• Work instructions
Give the listing again in full and exactly, apart from its pictures.

• Data listing
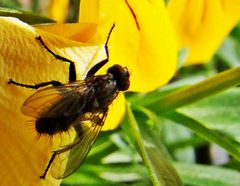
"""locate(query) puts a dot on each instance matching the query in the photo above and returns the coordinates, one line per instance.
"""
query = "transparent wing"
(86, 133)
(42, 101)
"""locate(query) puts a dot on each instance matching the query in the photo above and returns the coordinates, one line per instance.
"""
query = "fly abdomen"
(54, 125)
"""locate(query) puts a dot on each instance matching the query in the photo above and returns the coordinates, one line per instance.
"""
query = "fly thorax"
(105, 91)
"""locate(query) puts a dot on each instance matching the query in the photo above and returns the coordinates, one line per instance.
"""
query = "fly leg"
(72, 69)
(99, 65)
(49, 164)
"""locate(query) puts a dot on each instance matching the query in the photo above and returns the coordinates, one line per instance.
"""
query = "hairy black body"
(80, 105)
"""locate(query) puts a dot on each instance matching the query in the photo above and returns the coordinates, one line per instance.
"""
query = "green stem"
(210, 86)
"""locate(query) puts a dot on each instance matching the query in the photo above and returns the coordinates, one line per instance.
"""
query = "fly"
(81, 105)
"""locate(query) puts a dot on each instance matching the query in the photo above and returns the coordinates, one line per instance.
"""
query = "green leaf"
(28, 17)
(153, 153)
(201, 175)
(205, 88)
(226, 142)
(220, 111)
(229, 52)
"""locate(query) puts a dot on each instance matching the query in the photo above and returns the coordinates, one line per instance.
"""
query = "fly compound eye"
(121, 75)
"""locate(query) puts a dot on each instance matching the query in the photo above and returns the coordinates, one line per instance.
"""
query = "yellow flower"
(142, 40)
(202, 25)
(25, 60)
(57, 10)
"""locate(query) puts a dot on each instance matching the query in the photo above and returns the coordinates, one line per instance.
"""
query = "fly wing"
(61, 97)
(87, 132)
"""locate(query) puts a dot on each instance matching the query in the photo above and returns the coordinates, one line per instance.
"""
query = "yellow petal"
(73, 31)
(142, 39)
(58, 10)
(25, 60)
(202, 25)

• Solution for this problem
"""locate(query) puts a dot on each instance matching the query in the photo above and returns the coordinates, one line per instance.
"""
query = "transparent wing"
(86, 133)
(42, 101)
"""locate(query) puts a dot on each instance matching the query in the photo above and returns the coordinates, one line per instance.
"""
query = "fly abdomen"
(54, 125)
"""locate(query) puts a dot on each instance matching the query in the photo above and returns the coordinates, one line per instance.
"""
query = "fly thorax"
(105, 91)
"""locate(query) puts a dot on each instance matching the query in the photo above and returns the coordinates, one line per instance.
"""
query = "fly leg"
(72, 69)
(99, 65)
(49, 164)
"""locate(query) puts a dot on each instance matching the query in the photo above and returns the coordinates, one line per instance.
"""
query = "hairy black body"
(80, 105)
"""locate(query) puts a dot on each instance matching the query in the photo above and returns the coordinates, one line per instance.
"""
query = "green stem"
(210, 86)
"""locate(query) puts a dot on each instance matching the query in the photo above and returns the coordinates, one line per instance.
"""
query = "fly"
(81, 105)
"""locate(query) puts a dot on each instance matching the query in the photo above and returns the coordinates, one line per instance.
"""
query = "green leaf"
(28, 17)
(153, 153)
(201, 175)
(205, 88)
(226, 142)
(220, 111)
(229, 52)
"""locate(query) puts a dot on each instance matching the query in the photo above and returns the coordinates, one line per instance.
"""
query = "fly compound eye"
(121, 75)
"""locate(query) puts a dot on each instance matching the query in the photo above and returns the coordinates, one line per instance.
"""
query = "yellow flower"
(142, 40)
(202, 25)
(25, 60)
(57, 10)
"""locate(query) puts a dot on each instance matching the query in the photo above and returns the coordinates, one line per instance.
"""
query = "fly wing"
(61, 97)
(87, 132)
"""locate(query) puts a dot on each instance matching the query in the photo above and returns the coordinates, one line per instance.
"""
query = "yellow petal"
(73, 31)
(142, 39)
(58, 10)
(25, 60)
(202, 25)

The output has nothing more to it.